Building an Relationship Economy

by Doc Searls

Is there something new that open source development methods and values can bring to the economy? How about something old?

I think the answer may come from the developing world, where pre-industrial methods and values persist and offer some helpful models and lessons for a networked world that's less post-industrial than industrial in a new and less impersonal way.

This began to become apparent to me a few years ago I had a Socratic exchange with a Nigerian pastor named Sayo, whom I was lucky to find sitting next to me on a long airplane trip.

We were both on speaking junkets. He was coming from an event related to his latest work: translating the Bible to Yoruba, one of the eight languages he spoke. I was on my way to give a talk about The Cluetrain Manifesto, a book I co-authored.

My main contribution to Cluetrain was a chapter called "Markets are conversations". Sayo asked me what we meant by that. After hearing my answer, he acknowledged that our observations were astute, but also incomplete. Something more was going on in markets than just transactions and conversations, he said. What was it?

I said I didn't know. Here is the dialogue that followed, as close to verbatim as I can recall it...

"Pretend this is a garment", Sayo said, picking up one of those blue airplane pillows. "Let's say you see it for sale in a public market in my country, and you are interested in buying it. What is your first question to the seller?"

"What does it cost?" I said.

■ GIVEN DATA:
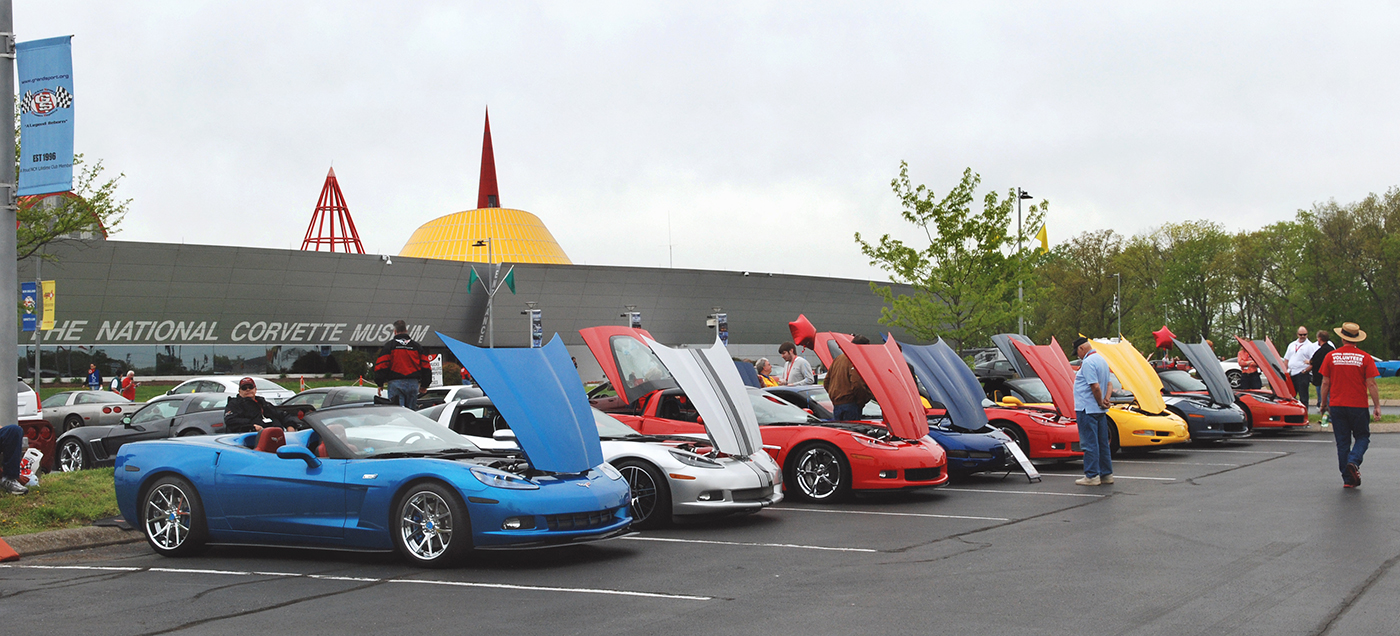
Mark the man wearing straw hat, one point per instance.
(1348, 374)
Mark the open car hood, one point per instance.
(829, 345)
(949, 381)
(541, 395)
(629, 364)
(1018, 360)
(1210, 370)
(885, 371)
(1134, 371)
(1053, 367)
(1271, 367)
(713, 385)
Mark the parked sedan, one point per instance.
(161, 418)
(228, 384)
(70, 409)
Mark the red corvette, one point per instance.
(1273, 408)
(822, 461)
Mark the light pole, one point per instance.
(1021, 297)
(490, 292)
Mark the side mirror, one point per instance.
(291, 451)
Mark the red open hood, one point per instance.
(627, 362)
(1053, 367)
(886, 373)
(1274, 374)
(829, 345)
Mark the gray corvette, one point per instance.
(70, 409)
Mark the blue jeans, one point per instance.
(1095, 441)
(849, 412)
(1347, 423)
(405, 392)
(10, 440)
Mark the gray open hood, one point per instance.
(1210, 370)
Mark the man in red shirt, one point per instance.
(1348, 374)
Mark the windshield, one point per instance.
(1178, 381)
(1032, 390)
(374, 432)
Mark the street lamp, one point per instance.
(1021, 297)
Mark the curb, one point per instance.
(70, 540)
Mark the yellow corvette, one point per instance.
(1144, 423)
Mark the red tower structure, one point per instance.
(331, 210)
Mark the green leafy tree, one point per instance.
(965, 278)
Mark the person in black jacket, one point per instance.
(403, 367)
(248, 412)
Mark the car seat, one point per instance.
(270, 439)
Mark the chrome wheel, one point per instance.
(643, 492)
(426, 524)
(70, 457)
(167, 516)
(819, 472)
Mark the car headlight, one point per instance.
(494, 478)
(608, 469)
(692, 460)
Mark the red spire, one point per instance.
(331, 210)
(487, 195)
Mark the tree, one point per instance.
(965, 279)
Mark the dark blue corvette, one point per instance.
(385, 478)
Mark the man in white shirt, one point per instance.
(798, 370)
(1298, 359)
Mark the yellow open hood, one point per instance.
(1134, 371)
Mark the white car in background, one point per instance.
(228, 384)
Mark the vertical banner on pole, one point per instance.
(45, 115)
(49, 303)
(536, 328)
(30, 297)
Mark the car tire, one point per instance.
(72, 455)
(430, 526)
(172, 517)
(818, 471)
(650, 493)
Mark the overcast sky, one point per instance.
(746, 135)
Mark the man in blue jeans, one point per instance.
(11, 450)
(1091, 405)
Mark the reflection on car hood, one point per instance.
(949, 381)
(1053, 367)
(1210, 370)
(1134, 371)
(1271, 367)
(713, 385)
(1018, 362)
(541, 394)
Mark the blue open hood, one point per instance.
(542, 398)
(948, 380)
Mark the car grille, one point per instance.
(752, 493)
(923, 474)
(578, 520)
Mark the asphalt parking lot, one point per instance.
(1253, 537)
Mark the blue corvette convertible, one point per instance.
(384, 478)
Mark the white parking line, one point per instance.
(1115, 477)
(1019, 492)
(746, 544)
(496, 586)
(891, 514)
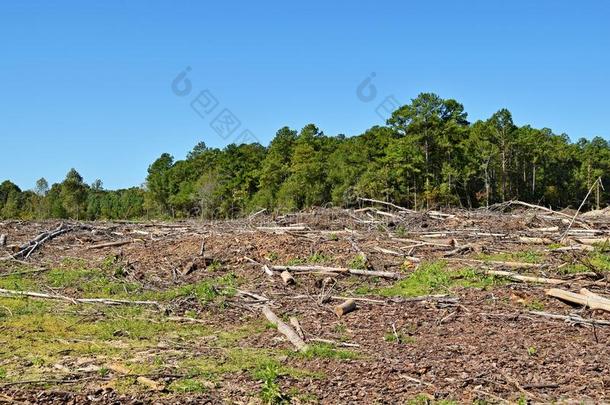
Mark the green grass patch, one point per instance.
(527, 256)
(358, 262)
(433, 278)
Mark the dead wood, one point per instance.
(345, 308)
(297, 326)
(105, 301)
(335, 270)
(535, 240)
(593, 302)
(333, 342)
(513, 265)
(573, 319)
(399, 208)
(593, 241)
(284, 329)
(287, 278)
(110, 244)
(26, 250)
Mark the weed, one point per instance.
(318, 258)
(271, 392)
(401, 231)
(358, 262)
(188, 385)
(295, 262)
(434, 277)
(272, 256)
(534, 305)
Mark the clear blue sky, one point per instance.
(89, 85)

■ STATED EXERCISE 1:
Give back the full essay on building a relationship economy, word for word.
■ STATED EXERCISE 2:
List every line of the records that contains the string "hood", matching case.

■ TASK OUTPUT 1:
Building an Relationship Economy

by Doc Searls

Is there something new that open source development methods and values can bring to the economy? How about something old?

I think the answer may come from the developing world, where pre-industrial methods and values persist and offer some helpful models and lessons for a networked world that's less post-industrial than industrial in a new and less impersonal way.

This began to become apparent to me a few years ago I had a Socratic exchange with a Nigerian pastor named Sayo, whom I was lucky to find sitting next to me on a long airplane trip.

We were both on speaking junkets. He was coming from an event related to his latest work: translating the Bible to Yoruba, one of the eight languages he spoke. I was on my way to give a talk about The Cluetrain Manifesto, a book I co-authored.

My main contribution to Cluetrain was a chapter called "Markets are conversations". Sayo asked me what we meant by that. After hearing my answer, he acknowledged that our observations were astute, but also incomplete. Something more was going on in markets than just transactions and conversations, he said. What was it?

I said I didn't know. Here is the dialogue that followed, as close to verbatim as I can recall it...

"Pretend this is a garment", Sayo said, picking up one of those blue airplane pillows. "Let's say you see it for sale in a public market in my country, and you are interested in buying it. What is your first question to the seller?"

"What does it cost?" I said.

■ TASK OUTPUT 2:
Mark the open car hood, one point per instance.
Mark the red open hood, one point per instance.
Mark the gray open hood, one point per instance.
Mark the yellow open hood, one point per instance.
Mark the reflection on car hood, one point per instance.
Mark the blue open hood, one point per instance.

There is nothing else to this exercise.